I’m reading large files containing DNA sequences. These are long stretches of characters and I need a certain subset from somewhere in the file (I have the start- and stop position). Since the files are so big, I use BufferedReader()
to read. This reads one line at a time but the subset I want might be on more than one. The start- and stop positions I have only make sense if the whole DNA sequence was represented as one line with no newlines. In practise, these files do contain newlines unfortunately. So for every line the indices are from 0 to end and not 0 to 20, 21 to 40, 41 to 60 etc. for example.
My problem/question: Reading a file line by line, but saving a subset/substring that might be across multiple lines. I tried several methods but can’t extract the substring I want. I suspect my own logic/thinking is flawed, or there is a method I am not yet aware of. Is there a better way to do this?
Method 1:
public String getSubSequence() {
fileLocation = "genome.fna";
String referenceGenomeSub = "";
int passedLetters = 0;
int passedLines = 0;
//start- and stop position
int start = 50;
int stop = 245;
Path path = Paths.get(fileLocation);
try (BufferedReader br = Files.newBufferedReader(path, Charset.defaultCharset())){
String line;
while ((line = br.readLine()) != null) {
if (!line.startsWith(">")) {//Don't need lines that start with >
passedLines++;
//edit indices so I don't get out of bounds
if (linesPassed != 1) {
start = start - passedLetters;
stop = stop - passedLetters;
}
//this is to know where I am in the file
passedLetters = passedLetters + line.length();
//if the subset is on only one line
if (start < passedLetters && stop <= passedLetters) {
referenceGenomeSub = referenceGenomeSub.concat(line);
}
//subsequence is on multiple lines
else if (start <= passedLetters && stop > passedLetters) {
referenceGenomeSub = line.substring(start);
}
else if (passedLetters > stop && !referenceGenomeSub.isEmpty()) {
referenceGenomeSub = referenceGenomeSub.concat(line.substring(0, stop));
}
}
}
br.close();
} catch (IOException e) {
System.out.println("Error: " + e.getMessage());
}
}
}
Here I try to keep track of the number of characters I already have passed. This how I know when I’m in range of the desired substring.

§ **Exercise A**
Edit the DNA file post, starting with "I’m reading large" and going on through "etc. for example.", so that "newlines" becomes "line breaks".
§ **Exercise B**
According to the DNA file post, why does the writer read the files with BufferedReader()?
§ **Exercise C**
Write the next part of the DNA file post, picking up after its last sentence.
The items below come from a different source than the DNA file post.

§ **Given records**

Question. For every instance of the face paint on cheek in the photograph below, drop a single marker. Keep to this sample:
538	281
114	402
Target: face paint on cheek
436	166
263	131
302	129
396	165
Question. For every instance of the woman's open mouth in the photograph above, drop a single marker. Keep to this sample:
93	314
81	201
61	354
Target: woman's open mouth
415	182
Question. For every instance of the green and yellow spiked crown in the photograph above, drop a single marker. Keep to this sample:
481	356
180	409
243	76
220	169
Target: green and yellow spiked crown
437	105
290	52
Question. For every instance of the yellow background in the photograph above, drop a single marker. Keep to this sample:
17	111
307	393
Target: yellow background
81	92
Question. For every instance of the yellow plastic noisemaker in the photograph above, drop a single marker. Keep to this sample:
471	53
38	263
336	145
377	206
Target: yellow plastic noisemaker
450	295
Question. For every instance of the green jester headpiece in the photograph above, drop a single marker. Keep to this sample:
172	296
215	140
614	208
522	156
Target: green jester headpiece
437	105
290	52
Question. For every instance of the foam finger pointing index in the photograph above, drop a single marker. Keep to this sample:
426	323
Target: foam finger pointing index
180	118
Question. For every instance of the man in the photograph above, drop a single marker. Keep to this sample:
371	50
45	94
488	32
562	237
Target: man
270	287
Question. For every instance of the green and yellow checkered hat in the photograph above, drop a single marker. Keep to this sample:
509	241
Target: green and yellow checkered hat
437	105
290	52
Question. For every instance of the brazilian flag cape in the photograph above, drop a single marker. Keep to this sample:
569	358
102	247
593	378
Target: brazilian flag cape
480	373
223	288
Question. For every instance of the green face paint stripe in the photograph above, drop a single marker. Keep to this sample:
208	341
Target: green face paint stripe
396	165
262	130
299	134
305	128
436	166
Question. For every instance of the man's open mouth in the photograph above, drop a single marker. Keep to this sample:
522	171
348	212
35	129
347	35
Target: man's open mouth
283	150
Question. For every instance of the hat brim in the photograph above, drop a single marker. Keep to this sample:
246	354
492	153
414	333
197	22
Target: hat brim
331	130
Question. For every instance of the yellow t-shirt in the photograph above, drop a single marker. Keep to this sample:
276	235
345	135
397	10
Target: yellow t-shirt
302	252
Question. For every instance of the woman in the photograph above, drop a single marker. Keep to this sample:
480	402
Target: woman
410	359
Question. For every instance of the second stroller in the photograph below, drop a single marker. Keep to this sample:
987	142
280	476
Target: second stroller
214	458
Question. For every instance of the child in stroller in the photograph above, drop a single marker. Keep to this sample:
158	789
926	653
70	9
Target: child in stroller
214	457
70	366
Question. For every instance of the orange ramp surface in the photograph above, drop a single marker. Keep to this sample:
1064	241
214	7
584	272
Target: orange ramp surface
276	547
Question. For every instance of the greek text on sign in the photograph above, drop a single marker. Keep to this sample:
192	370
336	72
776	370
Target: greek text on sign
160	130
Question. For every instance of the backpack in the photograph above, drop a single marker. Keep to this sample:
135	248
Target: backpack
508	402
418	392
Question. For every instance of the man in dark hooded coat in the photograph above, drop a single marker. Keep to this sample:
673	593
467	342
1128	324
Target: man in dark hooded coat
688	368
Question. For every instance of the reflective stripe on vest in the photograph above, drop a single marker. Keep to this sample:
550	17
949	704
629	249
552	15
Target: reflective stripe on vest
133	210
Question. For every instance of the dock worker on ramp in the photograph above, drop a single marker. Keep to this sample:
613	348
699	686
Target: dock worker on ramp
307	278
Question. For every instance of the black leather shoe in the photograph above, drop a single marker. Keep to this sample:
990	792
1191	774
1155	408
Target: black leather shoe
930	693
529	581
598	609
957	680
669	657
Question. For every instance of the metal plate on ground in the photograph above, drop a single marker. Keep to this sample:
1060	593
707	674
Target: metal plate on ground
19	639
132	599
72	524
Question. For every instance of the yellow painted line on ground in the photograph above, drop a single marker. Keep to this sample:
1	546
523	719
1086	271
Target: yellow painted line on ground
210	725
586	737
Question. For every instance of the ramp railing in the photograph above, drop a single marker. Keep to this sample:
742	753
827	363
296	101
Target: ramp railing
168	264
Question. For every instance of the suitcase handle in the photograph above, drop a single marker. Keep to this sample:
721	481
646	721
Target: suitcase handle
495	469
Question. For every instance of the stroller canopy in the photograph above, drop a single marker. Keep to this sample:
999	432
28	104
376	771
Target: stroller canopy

§ **Response A**
I’m reading large files containing DNA sequences. These are long stretches of characters and I need a certain subset from somewhere in the file (I have the start- and stop position). Since the files are so big, I use BufferedReader()
to read. This reads one line at a time but the subset I want might be on more than one. The start- and stop positions I have only make sense if the whole DNA sequence was represented as one line with no line breaks. In practise, these files do contain line breaks unfortunately. So for every line the indices are from 0 to end and not 0 to 20, 21 to 40, 41 to 60 etc. for example.

§ **Response B**
The writer uses BufferedReader() because the files holding the DNA sequences are so big.

§ **Response C**
Result: StringIndexOutOfBoundsException
My other method is to save all lines up until the line with my stop position. I then extract a substring. This is not prefered as my esired subset might be at the end of the file.
Conditions:
- Memory friendly
- No BioJava if possible. I’m still learning to program so I want to do this without. Even if it’s the hard way
Not looking for fixed code but some article/example to get me on the right track is perfectly fine. I'm looking at my screen for hours now without making progress and my mind is a bit of a blank now. As I said, the problem might be flawed thinking or being oblivious to much better methods/techniques for this job.